-------- Text section --------

The SP7 I am working on has a glass screen cover which might be the reason for my issues.
When I have a hand on my screen, a straight line is drawn as a dashed or even dotted line despite never raising the tip of the stylus from the screen.
I've tested it with evdev and when I have my hand on the screen, the IPTSD virtual device is sending BTN_TOUCH with value of 0 followed by a value of 1 after a fraction of a second. The ABS_PRESSURE also follows that pattern. If there are ABS_X or ABS_Y events between the flips, the drawn line would be dashed, as the driver sends an information that I've moved the pen mid-air.
I've added debounce logic to the driver with a timeout of 0.07s. After those changes, everything seems to work fine. The 0.07s is a value that is good enough for me. It does not seem to affect my writing and my original issue almost does not happen.
I've published the changes in a fork that I am not planning to make a PR for. My workaround seems hacky, is specific to the issue I am having and is using values that work for me and the device I am working on. The real issue may be with the hardware or the wacom driver and if so, should be fixed there. If the maintainers decide to merge it or build on top of it, I won't object though.
Having that said, if you want to test the fork for yourself, here it is: https://github.com/wvffle/iptsd
I've published the changes in a fork that I am not planning to make a PR for. My workaround seems hacky, is specific to the issue I am having and is using values that work for me and the device I am working on.
if you are willing:
you could add ifdefined to that logic and add an option to the config file.

-------- Source data --------

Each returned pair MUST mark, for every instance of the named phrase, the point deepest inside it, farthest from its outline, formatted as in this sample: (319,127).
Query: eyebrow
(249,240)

--------

> [Exercise set]
(1) Answer these questions from the post about the SP7 stylus problem:
(a) What kind of screen cover does the SP7 have?
(b) Which event does the IPTSD virtual device send with a value of 0 and then 1 when a hand rests on the screen?
(c) What timeout does the added debounce logic use?
(2) Print the part of the SP7 stylus post from "I've tested it" up to and including "the pen mid-air.".
The data comes from a separate source and is not related to the SP7 stylus post.

> [Set of answers]
(1)
(a) A glass screen cover.
(b) BTN_TOUCH.
(c) 0.07s.

(2)
I've tested it with evdev and when I have my hand on the screen, the IPTSD virtual device is sending BTN_TOUCH with value of 0 followed by a value of 1 after a fraction of a second. The ABS_PRESSURE also follows that pattern. If there are ABS_X or ABS_Y events between the flips, the drawn line would be dashed, as the driver sends an information that I've moved the pen mid-air.